---- Rows

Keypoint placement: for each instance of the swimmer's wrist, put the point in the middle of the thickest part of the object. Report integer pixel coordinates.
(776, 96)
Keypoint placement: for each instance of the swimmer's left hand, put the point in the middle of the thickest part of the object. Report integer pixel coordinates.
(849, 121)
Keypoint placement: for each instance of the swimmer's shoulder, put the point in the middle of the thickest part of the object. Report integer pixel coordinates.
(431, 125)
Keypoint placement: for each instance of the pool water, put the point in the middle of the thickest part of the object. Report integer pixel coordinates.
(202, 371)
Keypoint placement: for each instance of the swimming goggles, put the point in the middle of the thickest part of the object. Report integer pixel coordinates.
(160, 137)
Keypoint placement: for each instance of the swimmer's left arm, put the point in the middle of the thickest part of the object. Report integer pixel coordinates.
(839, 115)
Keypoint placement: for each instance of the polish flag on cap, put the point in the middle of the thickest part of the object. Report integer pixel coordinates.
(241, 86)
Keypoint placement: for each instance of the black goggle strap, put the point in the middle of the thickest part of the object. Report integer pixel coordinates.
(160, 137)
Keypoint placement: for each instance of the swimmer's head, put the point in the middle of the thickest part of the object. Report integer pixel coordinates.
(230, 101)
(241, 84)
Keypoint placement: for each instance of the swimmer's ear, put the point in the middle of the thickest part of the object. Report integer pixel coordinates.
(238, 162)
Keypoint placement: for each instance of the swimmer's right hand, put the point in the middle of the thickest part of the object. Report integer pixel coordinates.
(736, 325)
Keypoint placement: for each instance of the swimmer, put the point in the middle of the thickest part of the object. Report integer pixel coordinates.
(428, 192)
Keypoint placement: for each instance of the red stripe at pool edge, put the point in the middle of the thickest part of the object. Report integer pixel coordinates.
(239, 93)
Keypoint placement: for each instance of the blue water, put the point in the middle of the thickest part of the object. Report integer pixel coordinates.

--------

What needs to be done: Type out the material again exactly as presented.

Output for this task:
Keypoint placement: for each instance of the swimmer's wrist, put the point in the middle of the thickest part of the object. Report integer pixel coordinates.
(776, 96)
Keypoint placement: for each instance of the swimmer's left hand, put the point in the middle of the thickest part of the object. Report integer pixel coordinates.
(849, 121)
Keypoint placement: for each instance of the swimmer's shoulder, put the point in the middle of the thickest part of the object. Report integer pixel coordinates.
(431, 125)
Keypoint placement: for each instance of the pool water, put the point in the middle of the thickest part of the object. Report integer pixel coordinates.
(202, 371)
Keypoint placement: for each instance of the swimming goggles, put the point in the middle of the thickest part of the object. Report integer pixel coordinates.
(160, 137)
Keypoint placement: for each instance of the swimmer's left arm, put the point in the middle of the thickest part of the object. Report integer pixel coordinates.
(839, 115)
Keypoint placement: for each instance of the polish flag on cap, put the point in the middle of the thickest part of the object. Report integer pixel coordinates.
(241, 86)
Keypoint placement: for each instance of the black goggle strap, put the point in the middle of the thickest part of the object. Report integer pixel coordinates.
(160, 137)
Keypoint placement: for each instance of the swimmer's head, put the point in the middle of the thickest part of the object. Report integer pixel coordinates.
(230, 101)
(241, 84)
Keypoint placement: for each instance of the swimmer's ear, put the point in the middle of the thickest part of the object. Report integer pixel coordinates.
(238, 162)
Keypoint placement: for each instance of the swimmer's right hand, put the point in the middle of the thickest part of the object. Report integer pixel coordinates.
(736, 325)
Keypoint placement: for each instance of the swimmer, put the point in the middle of the thickest part of the object. Report integer pixel coordinates.
(428, 192)
Keypoint placement: for each instance of the red stripe at pool edge, put the point in the middle of the thickest part of the object. Report integer pixel coordinates.
(239, 93)
Keypoint placement: for each instance of the blue water, put the point in the middle of the thickest part of the object. Report integer pixel coordinates.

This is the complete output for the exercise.